**УСЛОВИЯ УПРАЖНЕНИЯ**
1. Выпишите из отрывка о восприятии Канта все названия книг и очерков, заключенные в кавычки. Газеты не включайте.
2. Приведите продолжение отрывка о восприятии Канта, начав сразу после последнего предложения.

Слова Мендельсона о "всесокрушающем Канте" стали широко известны. Уже Боровский ссылается на них в своей многократно переиздававшейся биографии Канта5. Заостренное посредством субстантивирования слово "всесокрушитель" выступает затем как одна из самых распространенных характеристик Канта. Чтобы этот образ Канта сделать наглядным, достаточно здесь вспомнить о гейневском очерке "К истории религии и философии в Германии": "Говорят, ночные духи пугаются, когда им показывают "Критику чистого разума" Канта. Эта книга есть меч, отрубивший в Германии голову деизму".6 Намекая, по-видимому, сознательно на формулировку Мендельсона, Гейне продолжает: "Какой странный контраст между внешней жизнью этого человека и его разрушительной мыслью, сокрушающей мир!"7. "Но если Иммануил Кант, этот разрушитель в царстве мысли, далеко превзошел своим терроризмом Максимилиана Робеспьера, то кое в чем он имел с ним сходные черты... природа предназначила их к отвешиванию кофе и сахара, но судьба захотела, чтобы они взвешивали другие вещи, и одному бросила на весы короля, другому - Бога..."8 Что же составляет квинтэссенцию кантовской критики в вопросе о Боге? "Бог, по Канту, есть ноумен. Согласно его аргументации, трансцендентальное идеальное существо, которое мы до сих пор называем Богом, есть не что иное, как простое измышление. Оно возникло из естественной иллюзии. Более того, Кант показывает, почему мы ничего об этом ноумене, Боге, знать не можем и почему даже в будущем никакое доказательство его бытия невозможно. Дантовы слова: "Оставь всякую надежду!" - пишем мы над этой частью "Критики чистого разума"9.

Наиболее решительную противоположность такому пониманию Канта, сохранявшему влияние до недавнего времени, образуют, пожалуй, ранние иенские кантианцы. Речь идет главным образом о протестантских теологах и притом о тех из них, которые основательно занимаются своим делом. Для них "Критика чистого разума" знаменует отнюдь не разрушение религии, а напротив, обеспечение собственной веры. Они видели в ней, прежде всего, защиту против любой формы материализма и вольнодумия. Так, Христиан Готтфрид Шютц, ставший впоследствии издателем "Всеобщей литературной газеты", заявляет уже в 1783 г. в одном из примечаний к переведенной на немецкий язык книге Рустана фон Дановиуса10 "Письма в защиту христианской религии": "если даже все спекулятивные доказательства этой и подобной ей истины (о Боге и бессмертии) не должны устоять перед строгим скептицизмом, то тем не менее г-н Кант в "Критике чистого разума" недавно совершенно ясно показал, что противники веры могут выдвинуть столь мало спекулятивных доказательств, что все- таки вера в Бога и бессмертие в силу argumenti a tuto и всего морального интереса обладают большим преимуществом над противоположным воззрением, неверием"11.

**ИСХОДНЫЕ ДАННЫЕ**

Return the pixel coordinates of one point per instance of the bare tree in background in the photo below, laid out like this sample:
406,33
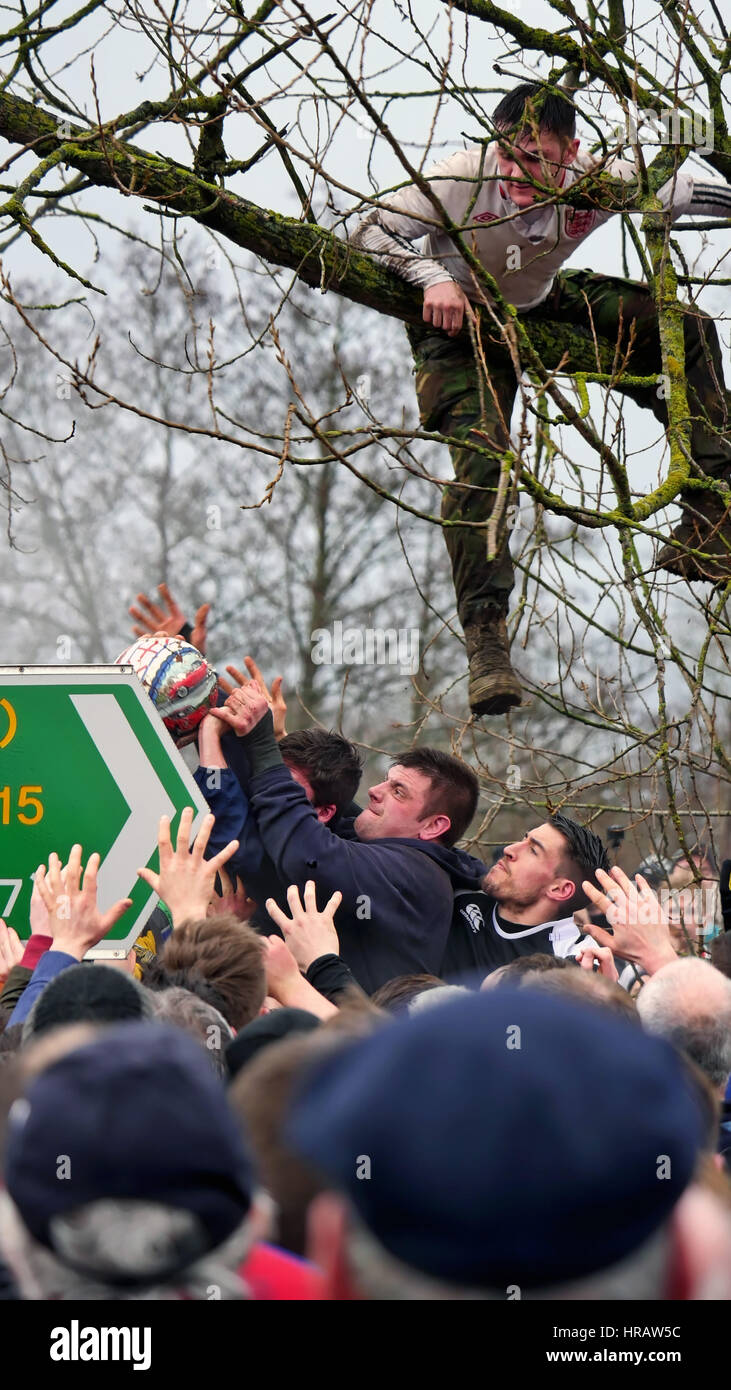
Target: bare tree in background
627,670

**ОТВЕТЫ ПО ПОРЯДКУ**
1.
«К истории религии и философии в Германии»
«Критика чистого разума»
«Письма в защиту христианской религии»

2.
Год спустя теолог Иоганн Кристоф Додерлейн, ставший к этому времени проректором Иенского университета, объединяя одним махом Канта и Ф.Бэкона, пишет в своем расписании лекций: "Бэкон высказал глубокую правду: поверхностно воспринятая философия ведет к тому, что рассудок людей отклоняется от познания божественного повелителя, но глубже понятая философия возвращает его к познаванию Бога..."12 "И лишь недавно Кант, проницательнейший среди философов, пришел к выводу, что астрономию должно оценивать на том основании, что она - единственная из наук - открыла и разоблачила неизмеримую пропасть нашего незнания" 13. Здесь имеется в виду примечание в "Критике чистого разума" (А 575/ В 603) в разделе "О трансцендентальном идеале"14.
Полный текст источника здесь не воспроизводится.